Trecho de origem —
###

No âmago do romance Pedro Páramo, há a ambiguidade
onipresente entre o físico e o espiritual, uma dialética cuja síntese são as
ruínas sobre as quais se erige a narração: ruínas das casas, das pessoas, do
tempo. Comala é o retrato do desamparo físico e espiritual, um povoado
abandonado por Deus e subjugado pelos homens, onde as almas penadas vagueiam
sem ninguém que possa orar por elas. O agir de forças maiores que o humano, que
se faz sentir no pendor propriamente mitológico e arquetípico do livro, jamais
se sobrepõe a um eixo calcado na realidade do México e que dota a obra de
coordenadas políticas e históricas específicas. É pelo jugo de Pedro Páramo e
pela negligência do Padre Rentería que Comala perece física e espiritualmente.
A morte, ainda que impenetrável, tem rosto humano, e seus tentáculos de
destruição e miséria são por demais conhecidos.

###

Linhas extraídas —
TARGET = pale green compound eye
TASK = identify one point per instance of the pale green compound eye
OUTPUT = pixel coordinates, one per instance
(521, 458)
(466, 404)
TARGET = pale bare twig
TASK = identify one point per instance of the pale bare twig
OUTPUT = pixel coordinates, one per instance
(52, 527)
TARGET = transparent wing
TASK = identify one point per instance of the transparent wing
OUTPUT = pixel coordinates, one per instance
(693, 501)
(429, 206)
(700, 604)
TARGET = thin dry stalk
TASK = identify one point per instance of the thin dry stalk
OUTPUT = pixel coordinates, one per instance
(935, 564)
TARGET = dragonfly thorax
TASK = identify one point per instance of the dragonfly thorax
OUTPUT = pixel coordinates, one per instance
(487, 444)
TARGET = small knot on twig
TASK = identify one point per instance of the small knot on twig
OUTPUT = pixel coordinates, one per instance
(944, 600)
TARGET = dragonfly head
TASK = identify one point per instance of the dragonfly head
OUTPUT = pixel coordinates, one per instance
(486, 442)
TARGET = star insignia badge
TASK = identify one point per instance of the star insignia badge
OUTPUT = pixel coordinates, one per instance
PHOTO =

###

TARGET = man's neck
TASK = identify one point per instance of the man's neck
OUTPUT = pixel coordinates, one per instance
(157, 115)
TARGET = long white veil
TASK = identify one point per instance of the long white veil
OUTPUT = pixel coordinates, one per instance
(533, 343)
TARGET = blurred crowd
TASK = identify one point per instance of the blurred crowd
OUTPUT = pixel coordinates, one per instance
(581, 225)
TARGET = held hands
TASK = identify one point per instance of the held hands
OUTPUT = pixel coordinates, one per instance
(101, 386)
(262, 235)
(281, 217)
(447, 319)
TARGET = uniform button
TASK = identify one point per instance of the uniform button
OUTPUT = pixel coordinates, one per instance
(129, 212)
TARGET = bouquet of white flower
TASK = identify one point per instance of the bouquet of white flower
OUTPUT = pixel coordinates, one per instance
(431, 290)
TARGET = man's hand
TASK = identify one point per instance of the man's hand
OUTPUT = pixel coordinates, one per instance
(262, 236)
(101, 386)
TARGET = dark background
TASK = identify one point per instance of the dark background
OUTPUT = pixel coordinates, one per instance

###

Lista de tarefas —
1. De acordo com o trecho sobre Pedro Páramo, por que Comala perece física e espiritualmente? Responda em uma a três frases.
2. Transcreva do trecho sobre Pedro Páramo a parte entre "No âmago do" e "física e espiritualmente.", inclusive.
As linhas são um material à parte e independente do trecho.

As respostas —
1. Comala perece física e espiritualmente por causa do jugo de Pedro Páramo e da negligência do Padre Rentería.

2.
No âmago do romance Pedro Páramo, há a ambiguidade
onipresente entre o físico e o espiritual, uma dialética cuja síntese são as
ruínas sobre as quais se erige a narração: ruínas das casas, das pessoas, do
tempo. Comala é o retrato do desamparo físico e espiritual, um povoado
abandonado por Deus e subjugado pelos homens, onde as almas penadas vagueiam
sem ninguém que possa orar por elas. O agir de forças maiores que o humano, que
se faz sentir no pendor propriamente mitológico e arquetípico do livro, jamais
se sobrepõe a um eixo calcado na realidade do México e que dota a obra de
coordenadas políticas e históricas específicas. É pelo jugo de Pedro Páramo e
pela negligência do Padre Rentería que Comala perece física e espiritualmente.